* _DATA EXCERPTS_:
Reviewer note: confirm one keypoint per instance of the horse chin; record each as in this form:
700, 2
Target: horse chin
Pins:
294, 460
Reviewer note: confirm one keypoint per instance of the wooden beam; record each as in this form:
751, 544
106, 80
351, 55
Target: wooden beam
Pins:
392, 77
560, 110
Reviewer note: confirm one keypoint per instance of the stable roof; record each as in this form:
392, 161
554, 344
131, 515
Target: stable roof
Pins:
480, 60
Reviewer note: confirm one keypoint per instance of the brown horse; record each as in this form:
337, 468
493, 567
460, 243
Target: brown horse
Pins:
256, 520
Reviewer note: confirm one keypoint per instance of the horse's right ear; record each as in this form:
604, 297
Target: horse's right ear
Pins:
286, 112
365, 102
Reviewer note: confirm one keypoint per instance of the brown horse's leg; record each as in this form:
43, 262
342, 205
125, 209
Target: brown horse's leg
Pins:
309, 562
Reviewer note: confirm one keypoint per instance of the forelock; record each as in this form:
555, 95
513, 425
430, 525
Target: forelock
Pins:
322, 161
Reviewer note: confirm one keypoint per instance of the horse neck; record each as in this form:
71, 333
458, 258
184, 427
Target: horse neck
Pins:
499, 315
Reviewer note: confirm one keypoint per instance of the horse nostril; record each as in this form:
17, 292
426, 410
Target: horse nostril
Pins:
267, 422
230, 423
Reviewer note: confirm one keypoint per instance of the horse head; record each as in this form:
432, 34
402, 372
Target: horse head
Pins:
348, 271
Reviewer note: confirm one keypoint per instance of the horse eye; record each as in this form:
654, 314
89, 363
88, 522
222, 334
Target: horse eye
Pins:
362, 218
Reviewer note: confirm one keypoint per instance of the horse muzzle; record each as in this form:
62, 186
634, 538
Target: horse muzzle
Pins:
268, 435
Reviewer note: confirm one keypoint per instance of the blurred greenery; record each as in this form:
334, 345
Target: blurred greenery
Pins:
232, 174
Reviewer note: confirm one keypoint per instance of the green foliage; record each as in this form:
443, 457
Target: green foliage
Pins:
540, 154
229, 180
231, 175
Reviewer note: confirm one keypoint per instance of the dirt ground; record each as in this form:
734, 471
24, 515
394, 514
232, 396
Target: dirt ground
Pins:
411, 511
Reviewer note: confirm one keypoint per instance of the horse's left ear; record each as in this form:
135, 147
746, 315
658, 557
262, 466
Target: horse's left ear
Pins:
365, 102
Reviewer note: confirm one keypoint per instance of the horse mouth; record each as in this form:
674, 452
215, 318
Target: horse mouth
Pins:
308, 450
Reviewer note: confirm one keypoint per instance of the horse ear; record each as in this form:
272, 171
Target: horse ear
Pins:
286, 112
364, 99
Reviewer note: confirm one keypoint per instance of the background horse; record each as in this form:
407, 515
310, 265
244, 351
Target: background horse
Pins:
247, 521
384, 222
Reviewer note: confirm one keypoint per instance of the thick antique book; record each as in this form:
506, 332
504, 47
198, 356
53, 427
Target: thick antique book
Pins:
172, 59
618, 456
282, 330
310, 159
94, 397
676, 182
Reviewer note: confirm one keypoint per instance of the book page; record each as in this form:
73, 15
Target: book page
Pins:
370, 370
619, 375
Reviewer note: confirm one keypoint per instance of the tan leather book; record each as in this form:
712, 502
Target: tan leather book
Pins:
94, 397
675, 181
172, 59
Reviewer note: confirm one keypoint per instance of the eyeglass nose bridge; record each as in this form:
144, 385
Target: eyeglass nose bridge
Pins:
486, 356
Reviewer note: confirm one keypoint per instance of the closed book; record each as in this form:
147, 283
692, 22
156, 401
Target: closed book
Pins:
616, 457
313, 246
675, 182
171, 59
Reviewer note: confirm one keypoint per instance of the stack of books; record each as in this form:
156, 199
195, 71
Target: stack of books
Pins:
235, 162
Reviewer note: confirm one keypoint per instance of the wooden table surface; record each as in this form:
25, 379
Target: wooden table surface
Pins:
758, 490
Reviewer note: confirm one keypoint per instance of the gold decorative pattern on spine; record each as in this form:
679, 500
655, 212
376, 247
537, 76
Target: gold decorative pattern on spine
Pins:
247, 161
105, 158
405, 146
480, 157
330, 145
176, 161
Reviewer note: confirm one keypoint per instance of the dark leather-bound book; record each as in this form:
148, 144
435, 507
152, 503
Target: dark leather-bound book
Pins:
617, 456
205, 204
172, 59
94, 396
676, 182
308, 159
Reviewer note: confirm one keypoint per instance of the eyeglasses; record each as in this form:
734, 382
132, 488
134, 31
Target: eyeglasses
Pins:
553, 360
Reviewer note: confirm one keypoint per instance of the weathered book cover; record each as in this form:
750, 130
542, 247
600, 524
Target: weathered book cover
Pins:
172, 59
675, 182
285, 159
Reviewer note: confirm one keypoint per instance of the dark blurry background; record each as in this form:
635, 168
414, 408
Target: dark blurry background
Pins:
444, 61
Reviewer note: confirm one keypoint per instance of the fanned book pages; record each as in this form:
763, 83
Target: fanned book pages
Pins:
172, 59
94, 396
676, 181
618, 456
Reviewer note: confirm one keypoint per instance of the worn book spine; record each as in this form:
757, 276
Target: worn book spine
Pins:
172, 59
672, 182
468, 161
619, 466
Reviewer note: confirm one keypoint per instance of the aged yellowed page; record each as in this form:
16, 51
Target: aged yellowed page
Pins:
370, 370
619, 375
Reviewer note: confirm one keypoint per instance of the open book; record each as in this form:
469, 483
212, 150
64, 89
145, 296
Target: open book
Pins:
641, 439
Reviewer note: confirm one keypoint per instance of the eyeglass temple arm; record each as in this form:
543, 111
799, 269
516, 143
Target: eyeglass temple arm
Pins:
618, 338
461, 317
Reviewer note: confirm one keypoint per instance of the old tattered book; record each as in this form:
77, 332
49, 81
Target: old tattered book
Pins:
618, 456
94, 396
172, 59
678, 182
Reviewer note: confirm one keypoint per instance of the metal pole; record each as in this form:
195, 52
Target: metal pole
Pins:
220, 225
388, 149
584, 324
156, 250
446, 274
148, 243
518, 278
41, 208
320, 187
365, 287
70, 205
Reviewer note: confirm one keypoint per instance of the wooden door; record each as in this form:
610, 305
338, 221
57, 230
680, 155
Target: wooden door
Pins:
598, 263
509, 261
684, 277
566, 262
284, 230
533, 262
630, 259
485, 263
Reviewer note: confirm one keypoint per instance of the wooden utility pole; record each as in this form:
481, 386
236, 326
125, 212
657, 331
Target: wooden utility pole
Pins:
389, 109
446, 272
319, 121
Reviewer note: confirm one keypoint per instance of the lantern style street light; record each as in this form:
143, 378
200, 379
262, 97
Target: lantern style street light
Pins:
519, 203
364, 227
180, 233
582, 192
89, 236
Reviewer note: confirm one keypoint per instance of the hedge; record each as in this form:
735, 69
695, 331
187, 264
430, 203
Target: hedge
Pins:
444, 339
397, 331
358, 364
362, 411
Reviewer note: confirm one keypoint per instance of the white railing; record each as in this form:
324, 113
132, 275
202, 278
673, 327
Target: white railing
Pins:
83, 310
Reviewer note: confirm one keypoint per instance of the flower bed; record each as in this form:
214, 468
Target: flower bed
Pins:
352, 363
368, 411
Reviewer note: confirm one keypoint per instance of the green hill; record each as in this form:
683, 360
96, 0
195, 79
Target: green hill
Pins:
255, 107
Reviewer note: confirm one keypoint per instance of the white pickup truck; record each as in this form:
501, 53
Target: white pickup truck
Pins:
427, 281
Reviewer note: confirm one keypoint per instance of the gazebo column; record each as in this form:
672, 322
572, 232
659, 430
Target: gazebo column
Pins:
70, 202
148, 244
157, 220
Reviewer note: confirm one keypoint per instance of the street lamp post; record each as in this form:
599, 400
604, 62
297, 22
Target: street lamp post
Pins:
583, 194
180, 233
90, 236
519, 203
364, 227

* _AIM OF THE TASK_:
Locate the line that contains "the wooden utility". Repeat it and every line after it, up to and including the final line, exactly.

* _COMPLETE ANSWER_:
Reviewer note: confirm one keypoint per instance of the wooden utility pole; record each as in this form:
481, 386
236, 326
125, 212
657, 331
Target: wooden utility pole
Pins:
389, 109
446, 272
319, 121
Reviewer note: confirm one keypoint per instance of the lantern style street light; record each as in this form:
143, 378
200, 379
262, 97
Target: lantern style street light
Pins:
519, 203
364, 227
180, 233
582, 192
89, 236
Reviewer note: confirm one keypoint per instance of the hedge; record each as in this form:
735, 69
695, 331
187, 264
430, 203
Target: hedge
Pins:
444, 339
397, 331
358, 364
362, 411
Reviewer note: confirm one keypoint per instance of the white railing; record each as in this form:
324, 113
132, 275
202, 278
673, 327
Target: white railing
Pins:
83, 310
Reviewer note: confirm one keypoint per instance of the flower bed; record each as in this form:
214, 468
Target: flower bed
Pins:
352, 363
368, 411
Reviewer note: confirm one keypoint per instance of the green hill; record each as in this form:
683, 360
96, 0
195, 79
Target: green hill
Pins:
255, 107
Reviewer note: confirm one keypoint per instance of the white pickup truck; record each as in this form:
501, 53
Target: white pickup truck
Pins:
427, 281
Reviewer note: confirm one keypoint per instance of the gazebo column; record each as in this form:
672, 322
572, 232
659, 430
Target: gazebo column
Pins:
70, 202
148, 244
157, 220
Reviewer note: confirm one keypoint per instance of the street lamp post; record each as in this form:
599, 400
604, 62
297, 22
Target: street lamp post
Pins:
583, 194
180, 233
90, 236
519, 203
364, 227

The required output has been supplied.